15 I will put enmity between you and the woman,

and between your offspring and her offspring;

he shall bruise your head,

and you shall bruise his heel.”

16 To the woman he said,


“I will surely multiply your pain in childbearing;

in pain you shall bring forth children.

Your desire shall be contrary to your husband,

but he shall rule over you.”


17 And to Adam he said,


“Because you have listened to the voice of your wife

and have eaten of the tree

of which I commanded you,

‘You shall not eat of it,’

cursed is the ground because of you;

in pain you shall eat of it all the days of your life;

18 thorns and thistles it shall bring forth for you;

and you shall eat the plants of the field.

19 By the sweat of your face

you shall eat bread,

till you return to the ground,

for out of it you were taken;

for you are dust,

and to dust you shall return.”

**Listed records**

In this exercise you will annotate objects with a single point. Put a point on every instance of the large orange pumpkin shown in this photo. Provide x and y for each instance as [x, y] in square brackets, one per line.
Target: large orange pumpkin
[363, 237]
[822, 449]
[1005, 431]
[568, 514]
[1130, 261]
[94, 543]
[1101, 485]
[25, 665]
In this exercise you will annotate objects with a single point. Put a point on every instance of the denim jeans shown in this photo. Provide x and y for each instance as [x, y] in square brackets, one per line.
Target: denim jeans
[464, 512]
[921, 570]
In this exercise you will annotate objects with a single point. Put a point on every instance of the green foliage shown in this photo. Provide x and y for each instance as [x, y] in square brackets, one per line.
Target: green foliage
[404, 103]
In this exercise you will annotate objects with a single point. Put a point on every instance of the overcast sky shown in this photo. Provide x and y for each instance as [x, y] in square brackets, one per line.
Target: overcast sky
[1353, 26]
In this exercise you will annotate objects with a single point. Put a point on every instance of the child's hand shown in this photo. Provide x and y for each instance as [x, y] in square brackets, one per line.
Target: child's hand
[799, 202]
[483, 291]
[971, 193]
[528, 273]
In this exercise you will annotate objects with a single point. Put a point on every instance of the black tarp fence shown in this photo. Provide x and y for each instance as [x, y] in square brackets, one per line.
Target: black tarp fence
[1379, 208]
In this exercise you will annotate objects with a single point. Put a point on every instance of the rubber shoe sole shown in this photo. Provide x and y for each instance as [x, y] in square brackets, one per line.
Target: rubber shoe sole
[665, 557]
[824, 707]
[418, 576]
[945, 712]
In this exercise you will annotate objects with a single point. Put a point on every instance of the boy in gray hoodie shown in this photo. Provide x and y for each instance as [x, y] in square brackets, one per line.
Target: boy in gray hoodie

**Your tasks**
A. In the passage, what does the ground bring forth for Adam?
B. For each statement, say yes or no according to the passage, and quote the deciding words: (i) The woman's pain in childbearing will be multiplied. (ii) Adam will eat bread by the sweat of his face. (iii) The ground is blessed because of Adam.
C. According to the passage, why will Adam return to the ground?
Answer using only the passage, not the listing.

**Worked solutions**
A. Thorns and thistles.

B.
(i) Yes: "I will surely multiply your pain in childbearing"
(ii) Yes: "By the sweat of your face you shall eat bread"
(iii) No: "cursed is the ground because of you"

C. He will return to the ground because he was taken out of it. He is dust, and to dust he shall return.